__PROBLEM REQUIREMENTS__: Return every line of the records below without changing a single character.

__INPUT ROWS__:

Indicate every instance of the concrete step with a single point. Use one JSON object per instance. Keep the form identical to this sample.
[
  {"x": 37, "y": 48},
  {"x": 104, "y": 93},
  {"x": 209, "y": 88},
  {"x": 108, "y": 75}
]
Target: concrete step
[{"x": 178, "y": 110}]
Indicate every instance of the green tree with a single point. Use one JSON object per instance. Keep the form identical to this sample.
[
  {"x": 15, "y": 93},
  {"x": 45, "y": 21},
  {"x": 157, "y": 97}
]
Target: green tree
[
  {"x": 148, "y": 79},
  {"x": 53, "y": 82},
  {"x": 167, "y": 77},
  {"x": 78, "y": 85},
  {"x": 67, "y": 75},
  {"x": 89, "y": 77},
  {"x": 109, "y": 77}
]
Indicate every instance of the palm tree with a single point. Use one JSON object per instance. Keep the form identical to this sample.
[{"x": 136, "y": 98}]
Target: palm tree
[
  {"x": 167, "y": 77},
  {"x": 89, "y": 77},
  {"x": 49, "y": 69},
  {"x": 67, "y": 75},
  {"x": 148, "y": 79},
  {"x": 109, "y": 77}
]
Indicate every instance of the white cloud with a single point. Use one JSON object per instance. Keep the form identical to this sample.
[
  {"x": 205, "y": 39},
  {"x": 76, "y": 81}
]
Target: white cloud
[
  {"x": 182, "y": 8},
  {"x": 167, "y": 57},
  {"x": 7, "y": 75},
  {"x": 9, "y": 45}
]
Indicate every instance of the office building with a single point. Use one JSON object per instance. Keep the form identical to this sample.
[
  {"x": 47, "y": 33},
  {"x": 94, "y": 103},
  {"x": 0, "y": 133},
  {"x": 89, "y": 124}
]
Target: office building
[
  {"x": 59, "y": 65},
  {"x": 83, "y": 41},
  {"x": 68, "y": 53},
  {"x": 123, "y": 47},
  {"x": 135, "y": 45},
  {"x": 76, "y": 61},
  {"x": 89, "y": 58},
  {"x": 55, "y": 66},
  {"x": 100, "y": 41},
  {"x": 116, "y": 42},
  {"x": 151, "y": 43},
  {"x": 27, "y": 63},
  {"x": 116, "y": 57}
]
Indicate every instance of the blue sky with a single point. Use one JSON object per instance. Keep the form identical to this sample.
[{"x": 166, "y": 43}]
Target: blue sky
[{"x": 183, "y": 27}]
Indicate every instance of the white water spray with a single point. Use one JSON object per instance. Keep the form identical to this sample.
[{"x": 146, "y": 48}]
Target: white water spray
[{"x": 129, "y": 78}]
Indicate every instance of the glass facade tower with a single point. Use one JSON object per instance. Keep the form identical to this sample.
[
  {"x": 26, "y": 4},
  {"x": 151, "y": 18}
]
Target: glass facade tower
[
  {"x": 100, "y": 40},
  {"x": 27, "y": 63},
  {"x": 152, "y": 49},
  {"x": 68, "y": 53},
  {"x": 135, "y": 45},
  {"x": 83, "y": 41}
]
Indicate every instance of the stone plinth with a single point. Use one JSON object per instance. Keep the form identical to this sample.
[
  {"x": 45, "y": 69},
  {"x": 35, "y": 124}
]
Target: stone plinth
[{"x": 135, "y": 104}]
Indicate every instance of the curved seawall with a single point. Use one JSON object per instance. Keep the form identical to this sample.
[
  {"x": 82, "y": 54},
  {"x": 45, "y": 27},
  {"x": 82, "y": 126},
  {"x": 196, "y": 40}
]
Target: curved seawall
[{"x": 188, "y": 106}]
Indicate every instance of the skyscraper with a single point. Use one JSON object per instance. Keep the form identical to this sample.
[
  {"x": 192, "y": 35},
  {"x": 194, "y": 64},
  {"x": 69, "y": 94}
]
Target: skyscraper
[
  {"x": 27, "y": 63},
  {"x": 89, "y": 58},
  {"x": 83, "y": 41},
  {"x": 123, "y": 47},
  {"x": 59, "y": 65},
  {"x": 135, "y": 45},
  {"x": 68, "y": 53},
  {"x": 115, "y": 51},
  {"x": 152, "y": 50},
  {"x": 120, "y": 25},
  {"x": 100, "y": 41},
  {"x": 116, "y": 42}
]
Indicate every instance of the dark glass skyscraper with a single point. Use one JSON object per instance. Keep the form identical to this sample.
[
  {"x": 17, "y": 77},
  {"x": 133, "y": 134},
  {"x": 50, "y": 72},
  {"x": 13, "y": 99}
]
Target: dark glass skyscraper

__RESPONSE TO THIS EXERCISE__:
Indicate every instance of the concrete step with a single point. Use one JSON object per instance. Keep the form identical to this sample.
[
  {"x": 37, "y": 48},
  {"x": 104, "y": 93},
  {"x": 209, "y": 88},
  {"x": 108, "y": 75}
]
Target: concrete step
[{"x": 178, "y": 110}]
Indicate every instance of the green tree with a single point. Use one JSON object per instance. Keep the form identical to this sample.
[
  {"x": 15, "y": 93},
  {"x": 45, "y": 21},
  {"x": 157, "y": 97}
]
Target: green tree
[
  {"x": 148, "y": 79},
  {"x": 53, "y": 82},
  {"x": 167, "y": 77},
  {"x": 78, "y": 85},
  {"x": 67, "y": 75},
  {"x": 89, "y": 77},
  {"x": 109, "y": 77}
]
Indicate every instance of the palm tree with a single point. Use one JSON object per instance. Keep the form identical to this sample.
[{"x": 136, "y": 98}]
Target: palm tree
[
  {"x": 167, "y": 77},
  {"x": 89, "y": 77},
  {"x": 49, "y": 69},
  {"x": 67, "y": 75},
  {"x": 148, "y": 79},
  {"x": 109, "y": 77}
]
Indicate every instance of the white cloud with a single point. Use one JSON object per instance. Keep the form identical to this sample.
[
  {"x": 205, "y": 39},
  {"x": 76, "y": 81}
]
Target: white cloud
[
  {"x": 182, "y": 8},
  {"x": 167, "y": 57},
  {"x": 7, "y": 75},
  {"x": 9, "y": 45}
]
Indicate every instance of the office building with a single point. Use one JSON object per instance. Keep the form identical to this sample.
[
  {"x": 47, "y": 33},
  {"x": 94, "y": 103},
  {"x": 0, "y": 133},
  {"x": 89, "y": 124}
]
Target: office building
[
  {"x": 59, "y": 65},
  {"x": 83, "y": 41},
  {"x": 68, "y": 53},
  {"x": 123, "y": 47},
  {"x": 135, "y": 45},
  {"x": 76, "y": 61},
  {"x": 89, "y": 58},
  {"x": 55, "y": 66},
  {"x": 100, "y": 41},
  {"x": 116, "y": 42},
  {"x": 151, "y": 43},
  {"x": 27, "y": 63},
  {"x": 116, "y": 57}
]
Indicate every instance of the blue sky with a single point. Use one JSON object per instance. Keep the form identical to this sample.
[{"x": 166, "y": 43}]
Target: blue sky
[{"x": 183, "y": 27}]
Indicate every instance of the white water spray with a single point. Use one JSON object per instance. Keep the form identical to this sample.
[{"x": 146, "y": 48}]
Target: white water spray
[{"x": 129, "y": 78}]
Indicate every instance of the glass facade tower with a single point. Use one JSON object per instance. Keep the form identical to this sample.
[
  {"x": 26, "y": 4},
  {"x": 151, "y": 18}
]
Target: glass facade tower
[
  {"x": 100, "y": 40},
  {"x": 27, "y": 63},
  {"x": 152, "y": 49},
  {"x": 68, "y": 53},
  {"x": 135, "y": 45},
  {"x": 83, "y": 41}
]
Indicate every instance of the stone plinth with a single point. Use one JSON object per instance. Keep the form identical to this sample.
[
  {"x": 45, "y": 69},
  {"x": 35, "y": 124}
]
Target: stone plinth
[{"x": 135, "y": 104}]
Indicate every instance of the curved seawall with a single point. Use one JSON object per instance. Keep the form identical to this sample.
[
  {"x": 82, "y": 54},
  {"x": 45, "y": 27},
  {"x": 82, "y": 126},
  {"x": 196, "y": 40}
]
Target: curved seawall
[{"x": 188, "y": 106}]
Indicate every instance of the skyscraper with a single point. Use one JSON object per instance. Keep the form identical to this sample.
[
  {"x": 192, "y": 35},
  {"x": 194, "y": 64},
  {"x": 69, "y": 94}
]
Target: skyscraper
[
  {"x": 27, "y": 63},
  {"x": 89, "y": 58},
  {"x": 83, "y": 41},
  {"x": 123, "y": 47},
  {"x": 59, "y": 65},
  {"x": 135, "y": 45},
  {"x": 68, "y": 53},
  {"x": 115, "y": 51},
  {"x": 152, "y": 50},
  {"x": 120, "y": 25},
  {"x": 100, "y": 41},
  {"x": 116, "y": 42}
]
Indicate every instance of the dark glass skyscraper with a single point. Use one JSON object per instance. Keep the form identical to this sample.
[
  {"x": 17, "y": 77},
  {"x": 133, "y": 134},
  {"x": 50, "y": 72},
  {"x": 13, "y": 99}
]
Target: dark glass skyscraper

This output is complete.